- **Source**:
▬▬▬▬▬▬▬▬▬▬
We're not CRAZY!!! we're just weird. dont get that confused!!! YAY!!! happy now!!


----------



## Vaka (Feb 26, 2010)

Dude...not cool...you so voted ENFPs...I liked you!!!!!


----------



## MNiS (Jan 30, 2010)

Queen of Leaves said:


> Dude...not cool...you so voted ENFPs...I liked you!!!!!


lol oops. :tongue:


----------



## Kalifornia310 (Jan 7, 2010)

gasp! who told you!!! > 

of course i think you guys are crazy. i mean come on, i hang out with mostly ENFPs so yeah basically i know how crazy you guys can get. but its not a bad crazy, its more of a wild/free spirit if you try to control me I will get crazy on yo ass kinda thing.  

I actually was gonna vote for ISTJs cuz they are just unstable. XD but then I had pity for them.


----------



## Vaka (Feb 26, 2010)

Kalifornia310 said:


> gasp! who told you!!! >
> 
> its more of a wild/free spirit if you try to control me I will get crazy on yo ass kinda thing.


That actually happens to me a lot >.> lol



MisterNi said:


> lol oops. :tongue:


*cries in the corner*


----------



## Robatix (Mar 26, 2009)

Queen of Leaves said:


> Why is 'ENTP' italicized?


After you vote in a poll, the option you chose is italicized. :wink:



agokcen said:


> Yeah! ENFPs and ENTPs are even again!
> 
> There's hope yet...


I wouldn't mind a tie between ENFPs and ENTPs. Crazy is more fun when you have company.


----------



## Vaka (Feb 26, 2010)

Oh well now I know...and now it's out!!!


----------



## PeacePassion (Jun 9, 2009)

I suspect us introverted types may be a less obvious kind of crazy, we keep our crazy on the inside... or, stay inside for the crazy.


----------



## hustina (Apr 15, 2010)

ENFPs YUSH 

>w<


----------



## firedell (Aug 5, 2009)

All thoes ENTP's.


----------



## la musa candido (Feb 19, 2010)

now that i'm not the craziest...i kinda wanna be. :dry:


----------



## agokcen (Jan 3, 2010)

inebriato said:


> All thoes ENTP's.
▬▬▬▬▬▬▬▬▬▬
- **What you will do**:
Please continue the forum thread on which personality types are the craziest, picking up after its final line. The items have no connection to the forum thread on which personality types are the craziest.
▬▬▬▬▬▬▬▬▬▬
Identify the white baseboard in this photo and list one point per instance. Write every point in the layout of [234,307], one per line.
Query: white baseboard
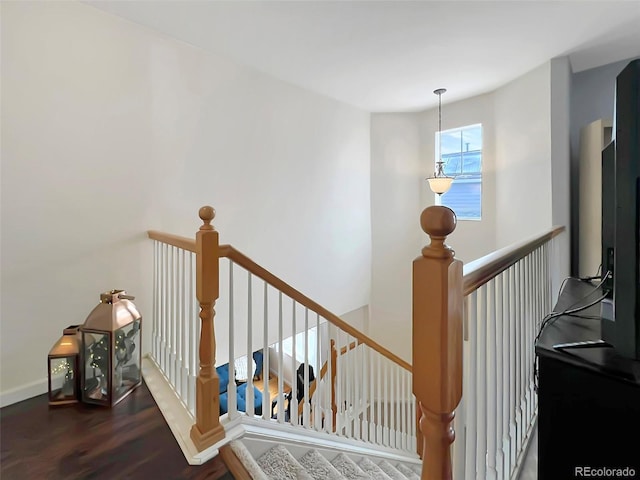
[23,392]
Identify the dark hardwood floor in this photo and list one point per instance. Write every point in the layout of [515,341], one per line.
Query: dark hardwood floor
[128,441]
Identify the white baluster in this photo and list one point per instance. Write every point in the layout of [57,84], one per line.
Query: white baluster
[250,400]
[317,397]
[473,411]
[367,393]
[154,332]
[179,323]
[232,402]
[506,348]
[172,317]
[280,362]
[339,385]
[392,405]
[163,309]
[293,407]
[266,394]
[378,382]
[385,411]
[513,400]
[481,398]
[492,382]
[331,386]
[500,385]
[193,322]
[305,406]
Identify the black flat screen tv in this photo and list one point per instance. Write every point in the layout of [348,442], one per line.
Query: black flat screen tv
[621,219]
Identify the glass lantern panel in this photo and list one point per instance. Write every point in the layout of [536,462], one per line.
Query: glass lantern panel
[126,359]
[61,372]
[96,366]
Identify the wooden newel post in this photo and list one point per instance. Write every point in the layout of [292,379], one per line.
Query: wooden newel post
[207,429]
[437,341]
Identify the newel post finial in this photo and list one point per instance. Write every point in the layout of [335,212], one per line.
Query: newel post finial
[206,214]
[437,341]
[207,429]
[438,222]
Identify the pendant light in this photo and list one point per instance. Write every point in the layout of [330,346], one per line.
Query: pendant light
[439,182]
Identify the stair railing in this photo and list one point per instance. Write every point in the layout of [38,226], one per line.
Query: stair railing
[361,390]
[474,331]
[356,388]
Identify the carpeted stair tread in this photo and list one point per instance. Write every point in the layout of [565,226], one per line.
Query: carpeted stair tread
[247,460]
[319,467]
[278,464]
[391,471]
[371,469]
[407,472]
[348,468]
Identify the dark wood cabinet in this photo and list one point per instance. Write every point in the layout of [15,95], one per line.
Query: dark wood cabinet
[588,397]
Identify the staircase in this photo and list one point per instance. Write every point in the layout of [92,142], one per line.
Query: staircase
[280,462]
[357,416]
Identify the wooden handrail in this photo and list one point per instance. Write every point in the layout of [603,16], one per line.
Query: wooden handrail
[323,372]
[484,269]
[174,240]
[239,258]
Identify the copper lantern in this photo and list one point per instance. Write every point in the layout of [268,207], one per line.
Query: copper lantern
[64,367]
[111,349]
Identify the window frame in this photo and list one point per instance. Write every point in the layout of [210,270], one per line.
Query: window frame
[461,153]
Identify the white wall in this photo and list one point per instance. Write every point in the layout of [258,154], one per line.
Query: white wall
[560,101]
[523,157]
[110,129]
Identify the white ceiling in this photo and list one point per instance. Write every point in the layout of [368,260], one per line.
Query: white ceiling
[390,55]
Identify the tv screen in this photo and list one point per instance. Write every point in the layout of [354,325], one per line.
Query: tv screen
[621,219]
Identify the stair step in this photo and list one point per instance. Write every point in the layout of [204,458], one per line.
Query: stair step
[407,472]
[391,471]
[349,468]
[278,464]
[319,467]
[373,470]
[245,457]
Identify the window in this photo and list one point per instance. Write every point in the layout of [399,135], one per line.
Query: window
[462,157]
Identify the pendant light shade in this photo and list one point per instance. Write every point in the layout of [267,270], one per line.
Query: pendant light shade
[440,183]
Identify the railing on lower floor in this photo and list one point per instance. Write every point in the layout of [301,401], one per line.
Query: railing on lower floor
[473,329]
[317,371]
[482,325]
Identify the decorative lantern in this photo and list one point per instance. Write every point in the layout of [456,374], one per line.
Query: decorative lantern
[111,349]
[64,368]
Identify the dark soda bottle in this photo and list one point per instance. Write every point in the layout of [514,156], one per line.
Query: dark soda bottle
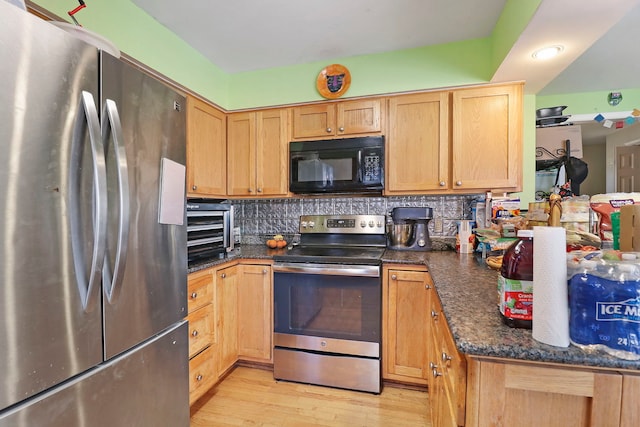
[515,283]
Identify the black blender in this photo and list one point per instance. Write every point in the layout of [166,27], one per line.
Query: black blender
[408,229]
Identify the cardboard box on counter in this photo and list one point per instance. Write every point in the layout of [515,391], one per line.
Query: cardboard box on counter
[630,228]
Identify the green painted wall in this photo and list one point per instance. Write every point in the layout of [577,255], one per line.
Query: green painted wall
[514,19]
[429,67]
[591,102]
[142,37]
[454,64]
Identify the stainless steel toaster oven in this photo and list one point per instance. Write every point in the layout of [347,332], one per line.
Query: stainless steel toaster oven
[209,230]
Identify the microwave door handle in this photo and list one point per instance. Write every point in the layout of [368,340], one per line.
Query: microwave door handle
[87,121]
[229,233]
[111,126]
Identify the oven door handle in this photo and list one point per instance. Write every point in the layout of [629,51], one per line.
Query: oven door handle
[328,269]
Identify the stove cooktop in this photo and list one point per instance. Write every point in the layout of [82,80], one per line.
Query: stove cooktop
[332,255]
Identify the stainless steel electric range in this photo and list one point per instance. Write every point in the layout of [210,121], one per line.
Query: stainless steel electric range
[327,303]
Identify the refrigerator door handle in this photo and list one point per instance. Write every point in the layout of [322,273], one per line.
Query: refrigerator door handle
[111,126]
[87,120]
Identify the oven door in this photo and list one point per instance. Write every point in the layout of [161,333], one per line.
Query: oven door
[334,301]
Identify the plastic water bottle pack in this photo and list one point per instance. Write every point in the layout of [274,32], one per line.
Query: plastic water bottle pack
[604,302]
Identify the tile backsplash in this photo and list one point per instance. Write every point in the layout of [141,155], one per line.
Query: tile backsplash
[265,217]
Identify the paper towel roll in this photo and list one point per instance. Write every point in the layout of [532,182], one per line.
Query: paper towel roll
[550,323]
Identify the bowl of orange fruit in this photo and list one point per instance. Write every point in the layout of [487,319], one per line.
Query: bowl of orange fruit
[277,242]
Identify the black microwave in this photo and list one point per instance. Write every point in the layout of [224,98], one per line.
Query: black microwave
[351,165]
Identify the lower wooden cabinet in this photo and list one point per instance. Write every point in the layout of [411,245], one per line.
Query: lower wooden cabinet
[201,333]
[527,394]
[630,406]
[230,312]
[405,324]
[447,382]
[255,325]
[202,375]
[226,317]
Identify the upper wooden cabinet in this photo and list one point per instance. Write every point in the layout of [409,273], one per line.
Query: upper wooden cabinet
[206,150]
[487,138]
[338,119]
[257,153]
[418,143]
[455,141]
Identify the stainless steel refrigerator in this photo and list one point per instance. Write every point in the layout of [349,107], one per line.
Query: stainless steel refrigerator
[92,236]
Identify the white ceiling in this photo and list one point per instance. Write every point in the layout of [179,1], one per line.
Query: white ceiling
[600,37]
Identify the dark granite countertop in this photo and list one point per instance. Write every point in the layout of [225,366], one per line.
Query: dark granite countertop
[468,293]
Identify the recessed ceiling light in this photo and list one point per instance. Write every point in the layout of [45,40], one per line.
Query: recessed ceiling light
[547,52]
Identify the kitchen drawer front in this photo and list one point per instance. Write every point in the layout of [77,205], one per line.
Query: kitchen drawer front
[200,329]
[201,374]
[200,290]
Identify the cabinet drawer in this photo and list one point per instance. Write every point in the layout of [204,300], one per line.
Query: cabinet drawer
[200,290]
[201,374]
[200,329]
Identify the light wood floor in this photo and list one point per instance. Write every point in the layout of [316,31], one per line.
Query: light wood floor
[251,397]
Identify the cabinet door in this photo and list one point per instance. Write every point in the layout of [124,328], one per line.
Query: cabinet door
[254,312]
[314,121]
[630,406]
[406,322]
[200,329]
[241,160]
[202,374]
[200,286]
[487,138]
[206,149]
[272,154]
[226,301]
[528,395]
[359,117]
[418,144]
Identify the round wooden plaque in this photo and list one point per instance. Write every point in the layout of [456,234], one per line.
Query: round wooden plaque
[333,81]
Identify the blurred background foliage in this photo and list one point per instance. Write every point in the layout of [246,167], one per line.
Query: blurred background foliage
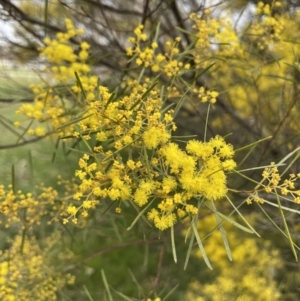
[257,77]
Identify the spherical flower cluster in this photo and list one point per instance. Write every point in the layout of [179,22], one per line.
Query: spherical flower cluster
[50,105]
[167,63]
[272,183]
[25,208]
[26,272]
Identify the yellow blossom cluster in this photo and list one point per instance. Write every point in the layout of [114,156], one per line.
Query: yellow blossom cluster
[272,183]
[26,271]
[157,170]
[50,106]
[242,278]
[168,63]
[207,96]
[26,208]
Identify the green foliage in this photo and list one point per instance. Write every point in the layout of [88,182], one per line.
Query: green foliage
[146,186]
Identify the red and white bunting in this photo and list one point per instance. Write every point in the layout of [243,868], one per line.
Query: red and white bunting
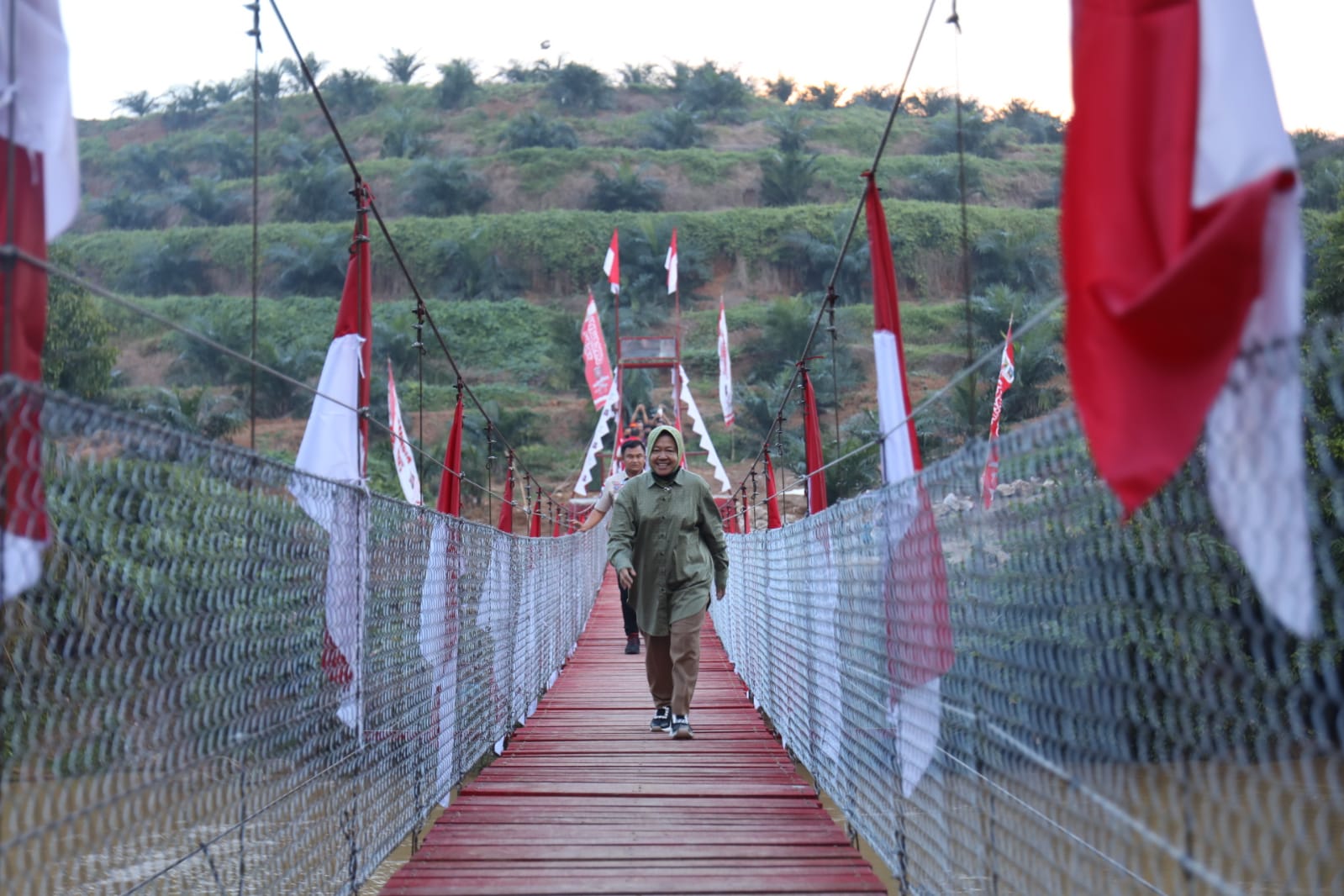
[920,646]
[45,200]
[612,264]
[597,367]
[989,480]
[671,264]
[725,368]
[1183,261]
[335,448]
[402,454]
▬▬▬▬▬▬▬▬▬▬
- **Reply to the task**:
kristina 23 said:


> now that i'm not the craziest...i kinda wanna be. :dry:


Gosh darn it, if people are going to start thinking I'm crazy just because I'm an ENTP, I'm going to declare myself to be an INTP once and for all! ...or maybe an INTJ just for kicks, since I already have a weird obsession with them. I'm perfectly sane, but some ENTPs (or ENTP wannabes) are making us all look bad...

We're not all crazy...I promise...:crying:


----------



## walkawaysun09 (Mar 13, 2010)

agokcen said:


> Gosh darn it, if people are going to start thinking I'm crazy just because I'm an ENTP, I'm going to declare myself to be an INTP once and for all! ...or maybe an INTJ just for kicks, since I already have a weird obsession with them. I'm perfectly sane, but some ENTPs (or ENTP wannabes) are making us all look bad...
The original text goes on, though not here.